Print the records below exactly as they appear. Omit all pictures.

------ Information shown ------

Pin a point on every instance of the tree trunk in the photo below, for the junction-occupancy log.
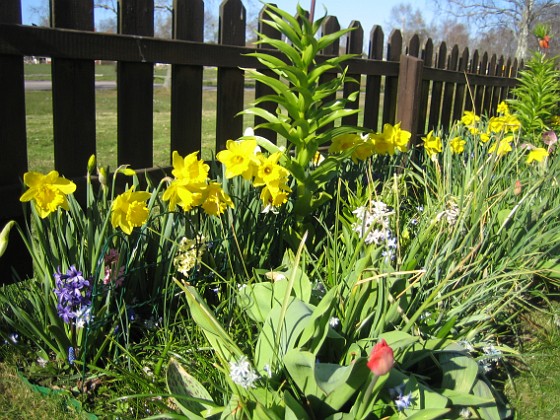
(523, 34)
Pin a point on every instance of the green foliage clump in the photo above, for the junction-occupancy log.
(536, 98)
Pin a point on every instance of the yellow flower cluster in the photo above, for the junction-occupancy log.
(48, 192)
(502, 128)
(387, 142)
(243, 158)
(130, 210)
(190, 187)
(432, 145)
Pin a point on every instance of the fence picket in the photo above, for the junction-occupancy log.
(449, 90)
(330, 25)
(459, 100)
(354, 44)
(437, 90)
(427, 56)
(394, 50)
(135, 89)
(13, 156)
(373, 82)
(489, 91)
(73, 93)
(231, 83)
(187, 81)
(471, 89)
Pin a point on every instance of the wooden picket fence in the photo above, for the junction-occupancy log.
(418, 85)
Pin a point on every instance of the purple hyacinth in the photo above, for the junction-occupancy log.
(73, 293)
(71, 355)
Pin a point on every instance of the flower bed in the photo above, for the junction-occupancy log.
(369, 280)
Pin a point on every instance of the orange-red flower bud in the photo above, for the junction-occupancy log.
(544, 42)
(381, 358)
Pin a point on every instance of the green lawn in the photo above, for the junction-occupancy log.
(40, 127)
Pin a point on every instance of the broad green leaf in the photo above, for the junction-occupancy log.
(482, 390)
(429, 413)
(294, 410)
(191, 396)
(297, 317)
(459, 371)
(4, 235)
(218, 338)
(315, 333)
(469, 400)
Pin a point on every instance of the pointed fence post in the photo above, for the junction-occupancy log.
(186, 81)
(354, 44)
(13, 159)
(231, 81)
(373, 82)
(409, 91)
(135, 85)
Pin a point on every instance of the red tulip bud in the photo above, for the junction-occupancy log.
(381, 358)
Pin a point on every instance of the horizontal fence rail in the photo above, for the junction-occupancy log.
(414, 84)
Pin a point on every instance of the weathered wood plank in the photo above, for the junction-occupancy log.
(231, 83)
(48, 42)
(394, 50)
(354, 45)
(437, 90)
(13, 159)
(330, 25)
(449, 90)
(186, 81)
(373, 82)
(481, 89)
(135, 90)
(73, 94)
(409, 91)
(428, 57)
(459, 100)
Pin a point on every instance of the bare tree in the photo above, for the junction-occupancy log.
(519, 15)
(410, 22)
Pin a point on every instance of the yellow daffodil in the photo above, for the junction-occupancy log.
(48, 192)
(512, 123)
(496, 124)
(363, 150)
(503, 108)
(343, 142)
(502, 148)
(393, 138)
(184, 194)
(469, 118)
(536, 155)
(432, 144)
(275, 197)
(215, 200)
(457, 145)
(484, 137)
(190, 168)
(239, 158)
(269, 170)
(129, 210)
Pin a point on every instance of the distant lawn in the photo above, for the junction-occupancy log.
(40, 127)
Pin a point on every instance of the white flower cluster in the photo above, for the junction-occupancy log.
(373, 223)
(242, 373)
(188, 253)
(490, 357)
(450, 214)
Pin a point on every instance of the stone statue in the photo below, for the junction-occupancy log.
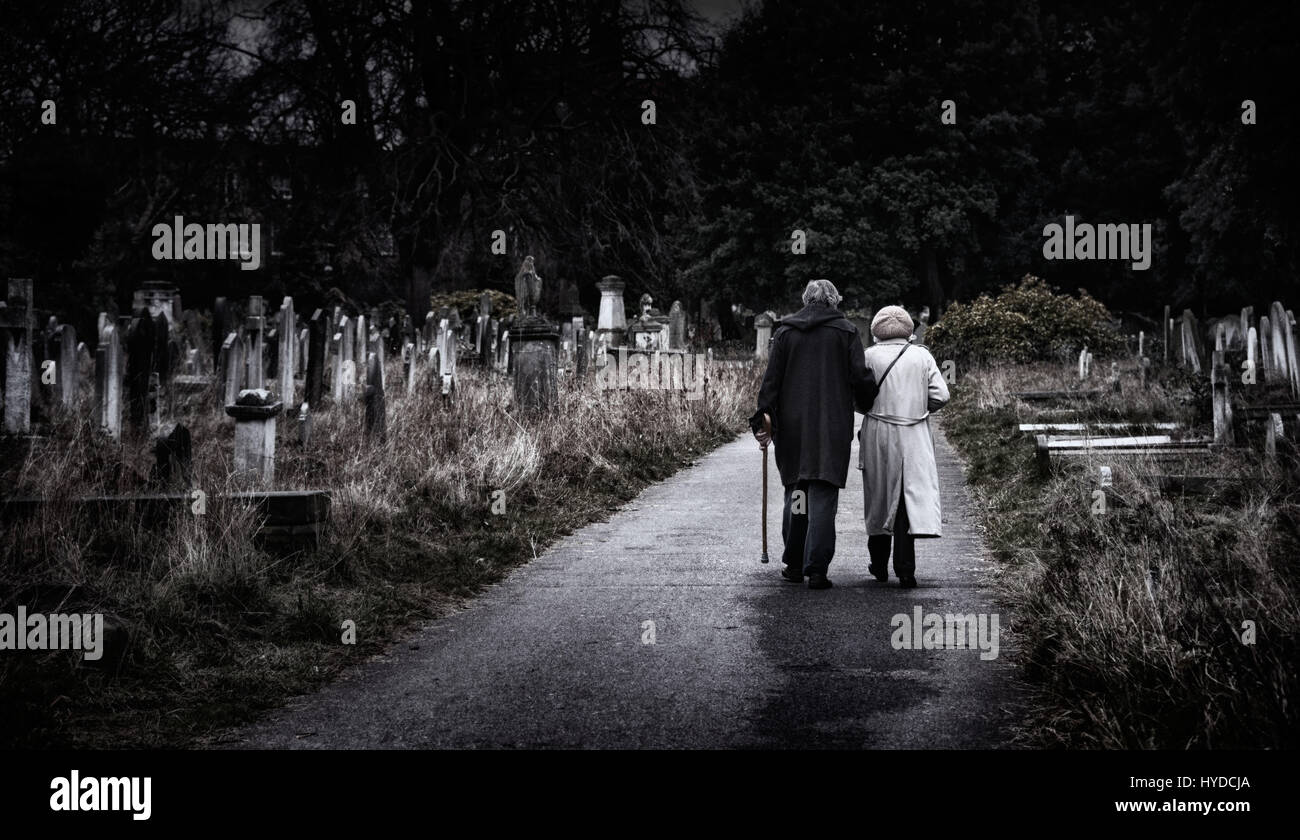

------

## The answer
Pin a point on every instance of the tree trunk in the photo below, for the junction-occupancy log.
(523, 34)
Pin a point on every instance of the green foliage clump in the photo above, for the junction-occupancy log.
(536, 98)
Pin a point on every instance of the yellow flower cluster in the photo above, for the junction-occupancy log.
(48, 192)
(502, 128)
(387, 142)
(243, 158)
(130, 210)
(190, 187)
(432, 145)
Pin a point on every instance of the fence picket in the photo above, for the junction-occupancy log.
(449, 90)
(330, 25)
(459, 100)
(354, 44)
(437, 90)
(427, 56)
(394, 50)
(135, 89)
(13, 156)
(373, 82)
(489, 91)
(73, 93)
(231, 83)
(187, 81)
(471, 89)
Pin a point on every instance of the wooden picket fence in the photo above, for the junction-occupancy log.
(418, 85)
Pin a point on every instance of the purple hyacinth in the photo above, for the junction-occupancy log.
(73, 293)
(71, 355)
Pin a point on every instance of the flower bed in the photo above, for the junction-occupancy log.
(369, 280)
Pin a point on every instance of the orange-red flower bud in the photo above, for the junction-occupancy log.
(544, 42)
(381, 358)
Pin a point on every instance of the green lawn in the photo above, for the junction-occupancy log.
(40, 127)
Pin a point on every instance of the broad green leaf in the photo above, for the junction-occupancy log.
(482, 390)
(429, 413)
(294, 410)
(191, 396)
(297, 317)
(459, 371)
(4, 235)
(218, 338)
(315, 333)
(469, 400)
Pin a point on every instance of the pointed fence post in the photo above, for the junction-occupancy log.
(186, 81)
(354, 44)
(13, 159)
(231, 81)
(373, 82)
(409, 91)
(135, 85)
Pin a point on every instance of the red tulip bud in the photo above, for the junction-occupancy log.
(381, 358)
Pin a point on every instance of the horizontal fence rail in the photo above, for the junction-occupancy log.
(414, 84)
Pin a point on every instance of the weathered wood plank in the photo above, for the junction-occupancy log.
(231, 83)
(48, 42)
(394, 50)
(354, 45)
(437, 90)
(13, 159)
(330, 25)
(449, 90)
(186, 81)
(373, 82)
(481, 89)
(135, 90)
(73, 94)
(409, 91)
(428, 57)
(459, 100)
Pin a point on every instance of the bare tree in the photo above, for the junction-occupancy log.
(519, 15)
(410, 22)
Pin a point on every instance of the yellow daffodil in the photo above, for the junction-occupancy log.
(48, 192)
(512, 123)
(496, 124)
(363, 150)
(503, 108)
(343, 142)
(502, 148)
(393, 138)
(184, 194)
(469, 118)
(536, 155)
(432, 144)
(275, 197)
(215, 200)
(457, 145)
(484, 137)
(190, 168)
(239, 158)
(269, 170)
(129, 210)
Pin a point on every instance of the distant lawn in the photo above, for the junction-occupancy log.
(40, 127)
Pin a point on every instance of the white flower cluster in the photo above, for the junction-occupancy log.
(373, 223)
(242, 373)
(188, 253)
(490, 357)
(450, 214)
Pin a point on every instance of the stone statue in the photo below, for the junction-occupancy log.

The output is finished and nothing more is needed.